Source: Twitter/Joe Biden

US President Joe Biden has wasted no time sharing his thoughts on Donald Trump’s bid for re-election, posting a slickly produced video on social media entitled Trump Failed America.

Mr Trump had confirmed the worst-kept secret in American politics less than an hour earlier when he told a partisan crowd at his Mar a Lago resort on Tuesday night (local time) he planned to again run for the presidency in 2024.

“Ladies and gentleman, America’s comeback starts right now,” he said to applause and cheers of “USA, USA”.

Mr Biden, who defeated then-president Trump for the White House in 2019, is in Bali for the G20 summit, and has been ensconced in an emergency meeting to discuss a deadly strike on NATO partner Poland overnight with a Russian-made missile.

But he broke into his schedule to make his terse response to the Trump announcement, along with an obviously pre-prepared video highlighting his Republican opponent’s perceived shortcomings.

Mr Biden has said he intends to run for re-election to a second four-year term in office, though he has yet to make a final decision.

Great and glorious

Earlier at Mar a Lago, Mr Trump used a lengthy, often confusing address to outline why he wants to regain office.

“In order to make America great and glorious again. I am tonight announcing my candidacy for president of the United States,” he said.

“Three years ago when I left office … our nation was at the pinnacle of power and prestige. Striding into the future, confident and so strong,” he said.

“Everybody was thriving like never before.”

After rattling off a litany of his administration’s supposed achievements his speech at times veered into conspiracy theories and hit on many of the beats and topics popular with his followers.

Mr Trump, 76, painted a picture of a dystopian America under the 79-year-old President Biden, and prophesied the decline of the nation under the Democrat’s continued leadership.

————

**WHAT YOU WILL DO**
#1 What are all the direct quotations from Donald Trump in the article on Trump's re-election bid? Give each one in full.
#2 Can you copy everything in the article on Trump's re-election bid from "But he broke" down to "a final decision.", word for word?

————

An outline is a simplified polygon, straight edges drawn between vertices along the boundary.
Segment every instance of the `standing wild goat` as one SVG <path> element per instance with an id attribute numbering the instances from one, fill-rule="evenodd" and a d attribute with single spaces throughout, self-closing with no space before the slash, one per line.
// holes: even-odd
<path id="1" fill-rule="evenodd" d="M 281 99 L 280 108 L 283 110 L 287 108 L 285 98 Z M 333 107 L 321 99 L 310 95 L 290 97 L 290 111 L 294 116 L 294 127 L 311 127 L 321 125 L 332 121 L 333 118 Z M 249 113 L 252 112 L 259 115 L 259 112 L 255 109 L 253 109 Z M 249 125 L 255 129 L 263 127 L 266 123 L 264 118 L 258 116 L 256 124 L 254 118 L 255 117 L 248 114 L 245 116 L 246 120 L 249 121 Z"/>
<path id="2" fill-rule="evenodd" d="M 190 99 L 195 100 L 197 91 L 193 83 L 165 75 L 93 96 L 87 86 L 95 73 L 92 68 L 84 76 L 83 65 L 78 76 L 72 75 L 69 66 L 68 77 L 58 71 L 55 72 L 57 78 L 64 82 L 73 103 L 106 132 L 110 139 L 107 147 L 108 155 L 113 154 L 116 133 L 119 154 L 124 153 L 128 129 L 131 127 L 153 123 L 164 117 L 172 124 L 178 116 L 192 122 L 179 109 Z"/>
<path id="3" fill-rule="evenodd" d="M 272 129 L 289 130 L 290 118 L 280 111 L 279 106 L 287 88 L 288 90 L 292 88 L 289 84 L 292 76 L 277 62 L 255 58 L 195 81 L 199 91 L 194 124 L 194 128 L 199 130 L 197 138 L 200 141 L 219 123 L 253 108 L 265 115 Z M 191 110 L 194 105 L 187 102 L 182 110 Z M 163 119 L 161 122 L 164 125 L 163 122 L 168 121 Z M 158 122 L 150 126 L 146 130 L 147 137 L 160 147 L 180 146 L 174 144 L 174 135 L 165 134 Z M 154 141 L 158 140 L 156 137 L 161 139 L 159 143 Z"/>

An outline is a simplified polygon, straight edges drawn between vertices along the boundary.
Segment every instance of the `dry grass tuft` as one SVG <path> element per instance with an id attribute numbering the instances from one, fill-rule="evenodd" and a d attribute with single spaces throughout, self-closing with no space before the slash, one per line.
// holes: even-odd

————

**SOLUTIONS TO THE PROBLEMS**
#1
1. "Ladies and gentleman, America's comeback starts right now,"
2. "In order to make America great and glorious again. I am tonight announcing my candidacy for president of the United States,"
3. "Three years ago when I left office … our nation was at the pinnacle of power and prestige. Striding into the future, confident and so strong,"
4. "Everybody was thriving like never before."

#2
But he broke into his schedule to make his terse response to the Trump announcement, along with an obviously pre-prepared video highlighting his Republican opponent’s perceived shortcomings.

Mr Biden has said he intends to run for re-election to a second four-year term in office, though he has yet to make a final decision.